==== Source passage ====
How to Study a Child. A complete study of the child includes his physical and psychological characteristics, personality, gifts, deficiencies, his heredity, environment, training. In studying a child it is of first importance to avoid carefully any stirring of his self-consciousness, which might lead to either morbidness, introspection, priggishness, or vanity. The necessary physical measurements should be made as naturally and impersonally as possible, without discussion. The physical inspections should be made incidentally, during the processes of the daily life, without comment. Recording, except of measurements, should be done without attracting the attention of the child,—preferably not in his presence, and filed without his knowledge. The child’s traits or characteristics should not be discussed in his presence. Psychological characteristics can best be studied under natural, usual conditions:

(1) in the child’s play: what he plays; how he plays
(2) his stories: what he prefers or tells
(3) his handiwork, especially his drawing
(4) what he observes
(5) his questions

A Score Card for Home Use. The following score card has been especially prepared to meet the practical needs of the untrained layman and amateur in the intelligent observation and better understanding of normal young children. It does not attempt to include marked abnormalities. It is merely preliminary to a more detailed and scientific analysis by the specialist. Such a general score card is necessarily applicable only for certain ages. The following outline does not attempt to cover special development beyond ten years of age.

Physical Measurements and Inspection. During the first year the weight should be taken weekly, at the same hour, in order to bear the same relation to feeding, bath, elimination; other physical measurements and inspections should be recorded at least quarterly. In the succeeding years records should be made at least semi-annually and preferably quarterly. The person in charge of young children should observe daily the physical conditions, and be able to detect at once the special danger signals, or deviations from the normal.

Any person careful in details and accuracy can make these measurements and inspections, at least as preliminary to the specialist. Detailed directions are given in Pamphlet V, American Medical Association Press, and in “The Health Index of Children” (Hoag). For ordinary household use, the apparatus required includes a new, firm tape measure, yardstick, accurate beam scales, and cards for testing vision. For school or institutional work it is desirable to have also calipers, laboratory apparatus for taking heights, instruments for taking blood pressure, and a dynamometer for testing strength of muscles. Economic and social conditions, differences of race and heredity, will cause considerable variation among children of the same age.

Psychological Analysis. No generally accepted standards or tests have yet been devised for measuring psychological development. The standards developed by Binet and Simon for mental ability as one phase of psychological age, have been widely tested in this country but have not proven wholly satisfactory. American revisions are now being worked out. The outline here given does not provide standards for measurement, but depends entirely upon the judgment of the person making the analysis. During the first year a chronological record can profitably be kept of the psychological development, noting particularly each gain in motor control, every indication of increasing recognition of sense impressions, the development of speech.

Standards of normal and average conditions and development can be learned by:

(1) observations of numbers of children of the same age.

(2) the study of published tables of measurements.

(3) published records, studies, and stories of children.
==== Provided records ====
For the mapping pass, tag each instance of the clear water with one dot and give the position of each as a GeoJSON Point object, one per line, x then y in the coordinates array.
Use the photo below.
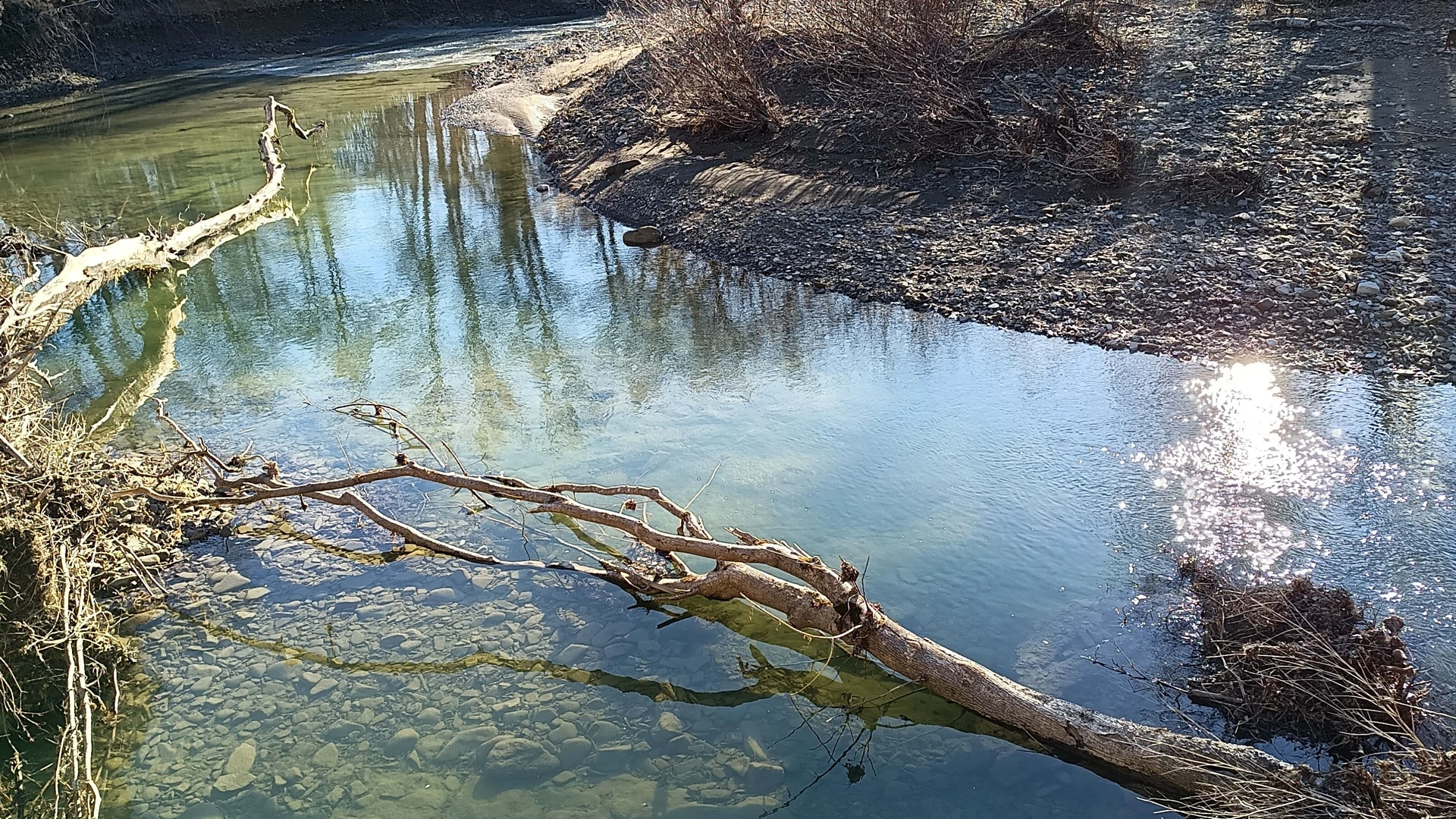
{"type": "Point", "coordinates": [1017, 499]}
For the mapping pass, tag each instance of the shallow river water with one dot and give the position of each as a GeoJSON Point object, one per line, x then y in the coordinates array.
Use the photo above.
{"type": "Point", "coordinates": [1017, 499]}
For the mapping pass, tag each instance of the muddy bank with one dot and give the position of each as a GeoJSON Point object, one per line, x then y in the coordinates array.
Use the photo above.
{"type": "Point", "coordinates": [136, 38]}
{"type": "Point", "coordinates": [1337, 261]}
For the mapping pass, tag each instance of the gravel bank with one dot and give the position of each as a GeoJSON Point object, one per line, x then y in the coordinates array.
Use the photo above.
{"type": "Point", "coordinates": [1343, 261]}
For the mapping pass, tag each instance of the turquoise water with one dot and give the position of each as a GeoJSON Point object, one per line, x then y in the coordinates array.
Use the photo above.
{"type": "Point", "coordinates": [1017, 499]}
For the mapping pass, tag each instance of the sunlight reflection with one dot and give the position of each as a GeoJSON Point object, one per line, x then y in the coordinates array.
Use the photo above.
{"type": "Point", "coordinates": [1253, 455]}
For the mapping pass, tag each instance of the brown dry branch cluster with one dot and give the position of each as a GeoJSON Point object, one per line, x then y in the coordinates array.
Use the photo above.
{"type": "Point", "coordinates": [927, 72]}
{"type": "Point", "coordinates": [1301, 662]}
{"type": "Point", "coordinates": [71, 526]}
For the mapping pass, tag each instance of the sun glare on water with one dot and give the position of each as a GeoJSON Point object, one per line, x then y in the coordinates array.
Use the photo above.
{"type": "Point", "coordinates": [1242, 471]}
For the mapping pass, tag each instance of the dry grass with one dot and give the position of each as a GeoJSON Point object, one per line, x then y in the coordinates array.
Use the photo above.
====
==== Provided records ====
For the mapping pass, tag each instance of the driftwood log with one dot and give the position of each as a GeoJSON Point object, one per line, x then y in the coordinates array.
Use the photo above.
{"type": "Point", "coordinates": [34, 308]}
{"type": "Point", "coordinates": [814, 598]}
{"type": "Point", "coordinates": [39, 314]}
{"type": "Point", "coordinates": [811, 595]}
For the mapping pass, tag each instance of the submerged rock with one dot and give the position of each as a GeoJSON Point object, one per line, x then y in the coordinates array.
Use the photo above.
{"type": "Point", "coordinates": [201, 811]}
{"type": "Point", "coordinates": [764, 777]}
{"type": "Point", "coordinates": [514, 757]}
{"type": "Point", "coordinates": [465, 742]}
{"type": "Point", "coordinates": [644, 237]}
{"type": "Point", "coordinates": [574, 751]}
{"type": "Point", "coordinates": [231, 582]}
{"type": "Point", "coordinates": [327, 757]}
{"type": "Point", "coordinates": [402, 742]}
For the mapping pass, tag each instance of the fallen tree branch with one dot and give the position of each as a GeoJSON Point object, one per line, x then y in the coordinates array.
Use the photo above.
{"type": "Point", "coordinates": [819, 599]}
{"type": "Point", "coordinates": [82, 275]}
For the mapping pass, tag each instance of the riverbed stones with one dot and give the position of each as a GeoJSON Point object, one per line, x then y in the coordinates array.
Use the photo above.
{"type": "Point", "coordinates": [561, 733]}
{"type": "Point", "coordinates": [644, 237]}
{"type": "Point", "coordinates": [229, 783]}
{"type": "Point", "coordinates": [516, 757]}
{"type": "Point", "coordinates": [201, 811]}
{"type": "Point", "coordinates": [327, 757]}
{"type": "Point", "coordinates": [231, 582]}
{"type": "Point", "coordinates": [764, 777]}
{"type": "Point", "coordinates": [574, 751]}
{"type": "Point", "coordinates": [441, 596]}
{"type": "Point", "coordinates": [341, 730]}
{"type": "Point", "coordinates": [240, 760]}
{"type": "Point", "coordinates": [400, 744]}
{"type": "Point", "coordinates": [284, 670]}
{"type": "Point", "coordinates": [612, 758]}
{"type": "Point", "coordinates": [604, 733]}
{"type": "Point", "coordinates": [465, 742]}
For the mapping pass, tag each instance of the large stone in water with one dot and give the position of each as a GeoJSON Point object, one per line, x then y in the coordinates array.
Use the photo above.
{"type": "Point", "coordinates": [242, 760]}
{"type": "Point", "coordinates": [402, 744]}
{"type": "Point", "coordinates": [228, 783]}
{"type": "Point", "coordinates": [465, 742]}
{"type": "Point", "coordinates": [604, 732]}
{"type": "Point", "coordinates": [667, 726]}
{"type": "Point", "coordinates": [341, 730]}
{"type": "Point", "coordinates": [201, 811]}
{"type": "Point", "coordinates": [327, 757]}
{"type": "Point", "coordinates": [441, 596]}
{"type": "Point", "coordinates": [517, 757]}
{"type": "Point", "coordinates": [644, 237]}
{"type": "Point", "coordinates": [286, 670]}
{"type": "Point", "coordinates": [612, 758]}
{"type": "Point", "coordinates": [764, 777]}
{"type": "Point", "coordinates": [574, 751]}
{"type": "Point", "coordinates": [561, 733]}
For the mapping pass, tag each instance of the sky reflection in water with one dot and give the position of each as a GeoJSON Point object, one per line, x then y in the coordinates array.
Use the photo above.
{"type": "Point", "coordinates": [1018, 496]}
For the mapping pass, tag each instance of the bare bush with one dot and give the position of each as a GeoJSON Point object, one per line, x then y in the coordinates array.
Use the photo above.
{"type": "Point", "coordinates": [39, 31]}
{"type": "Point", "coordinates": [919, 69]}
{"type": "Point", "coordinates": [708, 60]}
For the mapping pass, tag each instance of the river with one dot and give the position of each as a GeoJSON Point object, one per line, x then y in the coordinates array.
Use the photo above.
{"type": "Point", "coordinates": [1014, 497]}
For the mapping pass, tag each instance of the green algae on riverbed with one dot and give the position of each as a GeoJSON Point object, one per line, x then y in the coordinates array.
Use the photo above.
====
→ Work instruction 1:
Answer these questions using the passage on studying children.
(a) How often should a child's weight be taken during the first year?
(b) Beyond what age does the score card outline not attempt to cover special development?
(c) Whose standards for mental ability have been widely tested in this country without proving wholly satisfactory?
→ Work instruction 2: Update the passage on studying children by writing it out from "(1) in the child’s" to "years of age.", with "handiwork" changed to "handicraft".

→ Task result 1:
(a) Weekly, at the same hour.
(b) Ten years of age.
(c) Binet and Simon.

→ Task result 2:
(1) in the child’s play: what he plays; how he plays
(2) his stories: what he prefers or tells
(3) his handicraft, especially his drawing
(4) what he observes
(5) his questions

A Score Card for Home Use. The following score card has been especially prepared to meet the practical needs of the untrained layman and amateur in the intelligent observation and better understanding of normal young children. It does not attempt to include marked abnormalities. It is merely preliminary to a more detailed and scientific analysis by the specialist. Such a general score card is necessarily applicable only for certain ages. The following outline does not attempt to cover special development beyond ten years of age.